▸ TEXT EXCERPT
● ● ● ● ● ● ●
Virtio
Virtio is a standard for implementing device drivers on a virtual machine. Normally, a host would emulate a device like a rtl8139 network card, the VM would detect such a device and would load a driver for it. But this adds a lot of overhead because the host is emulating that device so it must translate the data it receives into a format that is understood by the real hardware. The more complicated the emulated device it, the more challenge it will be for the host to keep latency low.
Virtio solves this problem by letting the host expose a Virtio device. A virtio device is a fake device that will be used by the VM. Virtio devices are very simple to use compared to other real hardware devices. For example, a host may implement a Virtio network card. The VM would detect such a device and start using it as its network card. Of course, the end-user wouldn't really notice this. The simplicity of the device is seen by the device driver implementers.
So to use Virtio, the host must support it. Currenly, KVM does. Then the guest must install the appropriate device drivers. Virtio device drivers are included in the linux kernel already, so there is no need to download separate drivers. On windows, drivers must be downloaded separately.
Virtio can be seen as a two layer device architecture. The first layer is the communication layer between the host and the guest. This is how both exchange information to say "Here's a packet I want you to send on the real hardware" or "Here's a packet I just received from the real hardware". Note that the driver knows it is running in a virtual environment and can implement optimizations in that effect. But the rest of the OS, using the Virtio driver, doesn't know that. It only knows that it is using a network card with a driver like any other ones. Every Virtio device drivers communicate with the host using the same model. This means that the code for this layer can be shared between all Virtio drivers.
● ● ● ● ● ● ●
▸ SUPPLIED DATA
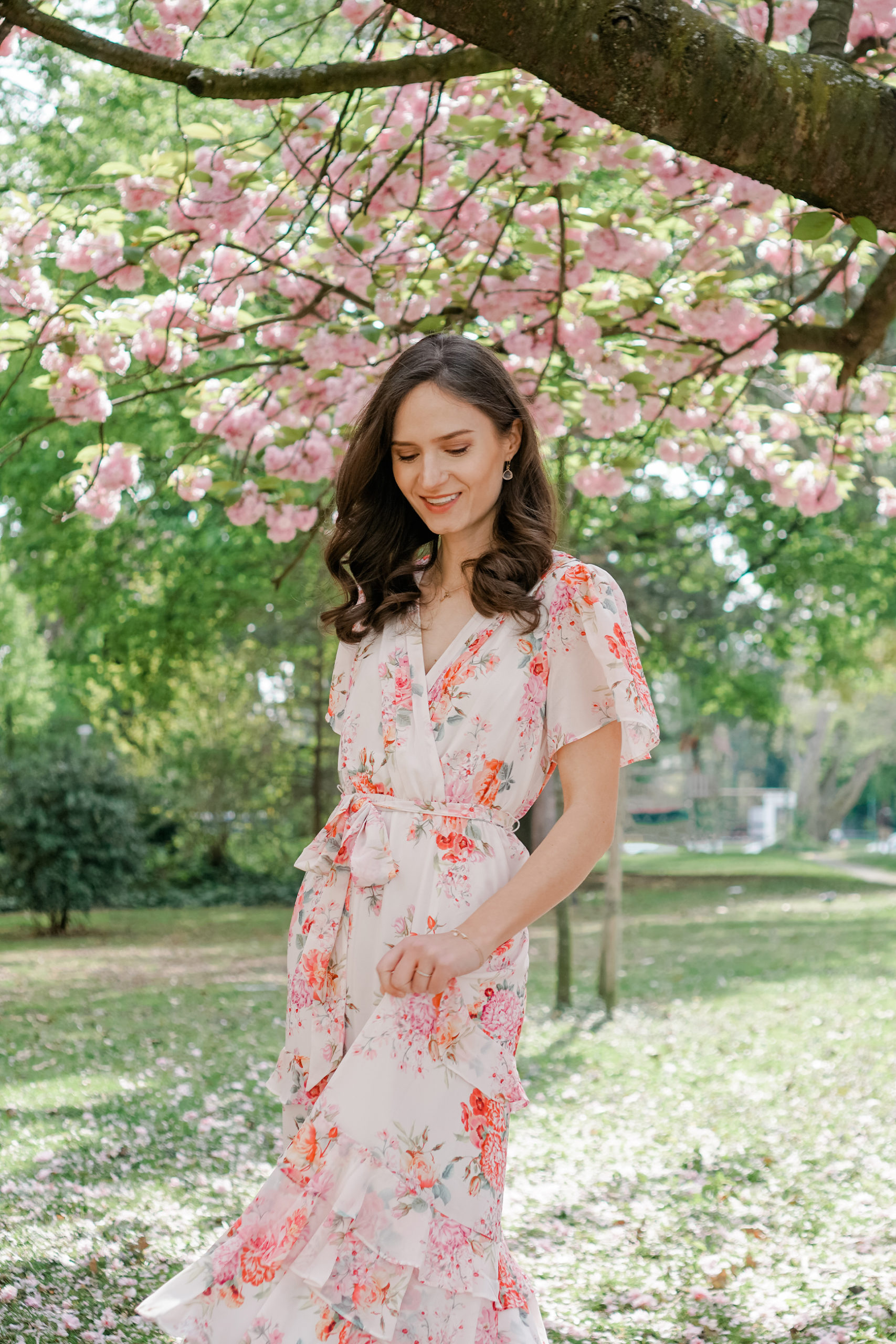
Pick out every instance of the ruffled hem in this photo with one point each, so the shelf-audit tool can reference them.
(338, 1246)
(457, 1041)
● ● ● ● ● ● ●
▸ TASK LIST
a) Please set down the part of the Virtio text starting with "Virtio solves this" and going on through "device driver implementers.", word for word.
b) Render this sentence from the Virtio text in Spanish: "Virtio devices are very simple to use compared to other real hardware devices."

▸ SOLUTION LIST
a)
Virtio solves this problem by letting the host expose a Virtio device. A virtio device is a fake device that will be used by the VM. Virtio devices are very simple to use compared to other real hardware devices. For example, a host may implement a Virtio network card. The VM would detect such a device and start using it as its network card. Of course, the end-user wouldn't really notice this. The simplicity of the device is seen by the device driver implementers.

b) Los dispositivos Virtio son muy sencillos de usar en comparación con otros dispositivos de hardware reales.